## [Your task]
Reproduce the listing below exactly. Pictures do not belong in the copy.

Pointing records
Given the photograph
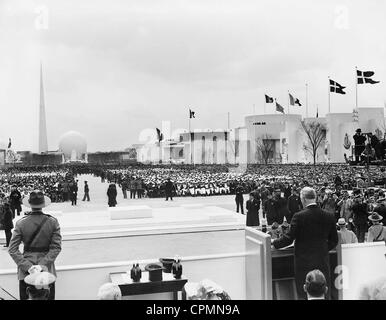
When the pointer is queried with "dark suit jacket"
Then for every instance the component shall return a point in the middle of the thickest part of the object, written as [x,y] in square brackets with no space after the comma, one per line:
[314,233]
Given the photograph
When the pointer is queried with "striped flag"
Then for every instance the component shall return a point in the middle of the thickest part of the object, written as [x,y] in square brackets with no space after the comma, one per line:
[279,108]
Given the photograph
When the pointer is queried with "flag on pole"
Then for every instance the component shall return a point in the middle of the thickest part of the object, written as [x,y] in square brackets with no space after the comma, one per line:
[294,101]
[279,108]
[192,114]
[268,99]
[365,77]
[355,115]
[160,135]
[336,87]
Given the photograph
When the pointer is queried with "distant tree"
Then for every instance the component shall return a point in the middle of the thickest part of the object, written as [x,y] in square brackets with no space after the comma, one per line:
[316,134]
[265,148]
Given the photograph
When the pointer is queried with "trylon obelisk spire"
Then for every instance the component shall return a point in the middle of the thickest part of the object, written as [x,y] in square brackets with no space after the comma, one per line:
[43,145]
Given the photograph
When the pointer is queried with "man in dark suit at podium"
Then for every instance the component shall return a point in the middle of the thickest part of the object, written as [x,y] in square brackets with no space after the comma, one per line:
[315,234]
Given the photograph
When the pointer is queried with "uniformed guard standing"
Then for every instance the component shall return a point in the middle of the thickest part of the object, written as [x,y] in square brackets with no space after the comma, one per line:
[239,198]
[40,234]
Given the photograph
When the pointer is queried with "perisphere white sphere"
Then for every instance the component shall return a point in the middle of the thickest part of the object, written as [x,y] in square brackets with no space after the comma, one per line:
[71,141]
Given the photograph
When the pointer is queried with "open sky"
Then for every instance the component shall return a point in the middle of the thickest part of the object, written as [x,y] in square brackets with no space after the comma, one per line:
[112,68]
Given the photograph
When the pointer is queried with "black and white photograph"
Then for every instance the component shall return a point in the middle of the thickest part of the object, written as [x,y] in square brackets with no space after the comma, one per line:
[179,152]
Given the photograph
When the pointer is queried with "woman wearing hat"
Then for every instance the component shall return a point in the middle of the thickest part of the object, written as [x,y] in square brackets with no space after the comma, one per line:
[377,232]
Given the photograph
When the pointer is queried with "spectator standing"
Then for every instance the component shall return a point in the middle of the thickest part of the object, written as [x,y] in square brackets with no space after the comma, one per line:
[253,206]
[132,188]
[269,210]
[345,235]
[86,192]
[316,285]
[239,198]
[345,207]
[294,204]
[377,232]
[169,188]
[6,222]
[112,195]
[15,201]
[40,235]
[359,210]
[124,186]
[280,205]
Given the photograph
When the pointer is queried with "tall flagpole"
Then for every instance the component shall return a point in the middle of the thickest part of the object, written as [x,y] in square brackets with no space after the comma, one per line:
[329,95]
[356,88]
[306,100]
[265,103]
[191,141]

## [Worked answer]
Given the photograph
When the pointer is queried with "dark suit jacket"
Then for every instance the component shall return a point in the middle of the thickest part of the object, written as [x,y] in square brackets with no space after the comma, one per line:
[314,233]
Given the photograph
When the pointer is queried with "striped flag"
Then for every instance the component shall return a point in the middle of the thickest part of the object, written as [x,y] in square brackets with no space after the comma, one per line:
[279,108]
Given the photograph
When the pointer is queried with "flag on pole"
Then for every instance the component shall return a point in the middle of the thickest part of the object, written as [x,y] in square brackets with no space after the comma, one per line:
[294,101]
[279,108]
[192,114]
[268,99]
[365,77]
[355,115]
[160,135]
[336,87]
Given the photograph
When the pointer is queried with "distant tree"
Then for every instance the component shall return a point in the middle of the thickest part of the object, written as [x,y] in square brackets with no space after the comma, one per line:
[316,134]
[265,148]
Given the photograph
When the pointer is queried with "trylon obelisk spire"
Then for every instance the component shall return a point in the middle of the thickest part of the object, written as [x,y] in square brackets with no space after the comma, one per line:
[43,145]
Given the photograph
When the pointer is queried with "man in dark suit at podium"
Then for every instance the component shall return a point in the middle of the thickest part of the object, written as [x,y] in square brackets with no space after the comma, one per line:
[315,234]
Given the photograph
When the pointer is queried with "uniformed guard standing"
Then for every instance the component shall return a point in the middle of the thickest part of the object, written as [x,y] in square brackets with no space after the comma, one per line:
[239,198]
[40,234]
Given the photograph
When the pointer is queried with "perisphere white sphere"
Then for every instance the component shall return a point in the middle of the thickest part of the object, written as [x,y] in square brackets with no space after the comma, one per line:
[71,141]
Given the photograph
When the pointer is queried with "open sky"
Then for every instance the component shall return a point in the middle of the thickest part of the object, written as [x,y] in square brackets with no space after the comma, one per line:
[112,68]
Given the photograph
When the pointer is queried with "black and white photograph"
Then for every instance the component shall return a point in the middle of the thickest part of the object, written as [x,y] in square brackets with no space after the comma, one per line:
[179,152]
Given the photograph
When the pointer is queried with "woman wearing hat"
Then for every instance the component shall return a point in the middle of the thickest part of the object, written as [x,y] in square brackets with no space after the comma, one per line:
[377,232]
Given the photograph
When the pointer is queried with "spectator standing"
Then for every instance the component shall return a point in the middle of the thickest part of the object, written as [x,y] in square brackets with no space after the comma, one per line:
[253,206]
[132,188]
[269,210]
[345,235]
[86,192]
[316,285]
[239,198]
[345,207]
[294,204]
[377,232]
[169,188]
[6,222]
[112,195]
[15,201]
[40,235]
[359,210]
[124,186]
[280,205]
Given the photograph
When the pointer is queried with "tall flagpole"
Then for every instance the component shall return a point in the middle of the thickest part of the object, written as [x,y] in square brackets with no space after the comma, one per line:
[329,95]
[356,88]
[306,100]
[265,103]
[191,141]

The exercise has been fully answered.